Task details
Lay out everything from the line containing "of the white" down to the end of the material as a Markdown table with the columns Row and Line, giving each line a row number and skipping blank lines.

(Dataset records on where objects are located)
------

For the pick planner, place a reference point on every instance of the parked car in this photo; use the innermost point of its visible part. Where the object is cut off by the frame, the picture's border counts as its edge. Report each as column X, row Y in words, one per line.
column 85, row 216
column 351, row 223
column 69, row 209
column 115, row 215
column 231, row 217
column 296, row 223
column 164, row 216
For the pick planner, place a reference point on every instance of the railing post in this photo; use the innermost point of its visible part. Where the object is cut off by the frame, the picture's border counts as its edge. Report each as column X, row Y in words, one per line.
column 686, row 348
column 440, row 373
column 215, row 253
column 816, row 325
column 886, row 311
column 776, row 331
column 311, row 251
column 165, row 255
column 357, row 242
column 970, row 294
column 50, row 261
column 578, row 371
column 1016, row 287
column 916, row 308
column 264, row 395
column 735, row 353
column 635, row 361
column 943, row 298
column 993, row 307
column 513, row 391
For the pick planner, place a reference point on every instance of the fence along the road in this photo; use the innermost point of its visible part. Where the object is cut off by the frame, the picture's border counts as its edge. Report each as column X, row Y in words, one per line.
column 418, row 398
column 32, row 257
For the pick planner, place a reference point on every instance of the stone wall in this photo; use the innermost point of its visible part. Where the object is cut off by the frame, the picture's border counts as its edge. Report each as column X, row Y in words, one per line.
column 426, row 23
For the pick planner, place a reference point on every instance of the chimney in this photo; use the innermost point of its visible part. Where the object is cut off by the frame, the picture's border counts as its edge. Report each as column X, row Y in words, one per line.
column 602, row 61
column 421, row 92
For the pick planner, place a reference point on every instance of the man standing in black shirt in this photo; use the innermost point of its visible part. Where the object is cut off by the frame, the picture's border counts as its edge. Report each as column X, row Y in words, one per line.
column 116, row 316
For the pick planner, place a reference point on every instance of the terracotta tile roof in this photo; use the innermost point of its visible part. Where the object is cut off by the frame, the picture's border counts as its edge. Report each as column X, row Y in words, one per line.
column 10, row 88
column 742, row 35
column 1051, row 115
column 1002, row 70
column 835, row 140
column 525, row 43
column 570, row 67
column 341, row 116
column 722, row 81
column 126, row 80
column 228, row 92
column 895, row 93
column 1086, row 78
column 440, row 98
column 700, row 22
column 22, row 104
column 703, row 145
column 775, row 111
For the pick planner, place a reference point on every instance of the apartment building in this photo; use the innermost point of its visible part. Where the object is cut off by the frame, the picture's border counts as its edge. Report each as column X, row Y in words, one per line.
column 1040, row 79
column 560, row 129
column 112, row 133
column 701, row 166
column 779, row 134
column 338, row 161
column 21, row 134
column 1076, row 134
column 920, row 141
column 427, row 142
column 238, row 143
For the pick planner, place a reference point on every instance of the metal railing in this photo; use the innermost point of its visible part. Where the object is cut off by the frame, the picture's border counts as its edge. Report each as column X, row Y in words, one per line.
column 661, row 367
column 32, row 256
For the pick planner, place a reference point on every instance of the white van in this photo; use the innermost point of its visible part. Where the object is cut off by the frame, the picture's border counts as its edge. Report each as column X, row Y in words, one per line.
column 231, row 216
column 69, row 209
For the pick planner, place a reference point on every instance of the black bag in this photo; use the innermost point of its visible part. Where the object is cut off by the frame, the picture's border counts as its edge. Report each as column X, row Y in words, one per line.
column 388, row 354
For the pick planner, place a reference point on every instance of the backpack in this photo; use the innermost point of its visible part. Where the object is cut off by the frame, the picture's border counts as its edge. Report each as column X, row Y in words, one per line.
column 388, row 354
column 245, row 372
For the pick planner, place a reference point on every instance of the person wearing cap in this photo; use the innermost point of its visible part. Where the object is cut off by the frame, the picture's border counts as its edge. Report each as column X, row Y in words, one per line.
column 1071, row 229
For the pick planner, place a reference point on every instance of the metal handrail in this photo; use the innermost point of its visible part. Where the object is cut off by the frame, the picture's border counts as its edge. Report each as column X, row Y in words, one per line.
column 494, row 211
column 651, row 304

------

Finished exercise
| Row | Line |
|---|---|
| 1 | For the pick planner, place a reference point on every instance of the white van in this photo; use the innermost point of its visible part. Where the object is cut off by the frame, the picture's border counts as its edge. Report each as column X, row Y in words, one per line. |
| 2 | column 231, row 216 |
| 3 | column 69, row 209 |
| 4 | For the pick planner, place a reference point on every instance of the black bag in this photo; use the innermost point of its visible part. Where the object is cut off by the frame, the picture's border counts as its edge. Report each as column X, row Y in words, one per line. |
| 5 | column 388, row 354 |
| 6 | For the pick planner, place a reference point on every instance of the backpack in this photo; use the innermost point of its visible part. Where the object is cut off by the frame, the picture's border counts as its edge. Report each as column X, row Y in words, one per line. |
| 7 | column 388, row 354 |
| 8 | column 245, row 372 |
| 9 | For the pick planner, place a reference point on every instance of the person wearing cap in this photo; use the innermost point of its visible part. Where the object is cut off by the frame, the picture's border counts as its edge. Report each as column X, row Y in words, one per line. |
| 10 | column 1071, row 229 |
| 11 | For the pick planner, place a reference point on every instance of the metal handrail in this photo; use the innermost point of its visible part. Where the object is cut off by the frame, the picture's border counts as its edge. Report each as column X, row Y in words, one per line. |
| 12 | column 494, row 211 |
| 13 | column 651, row 304 |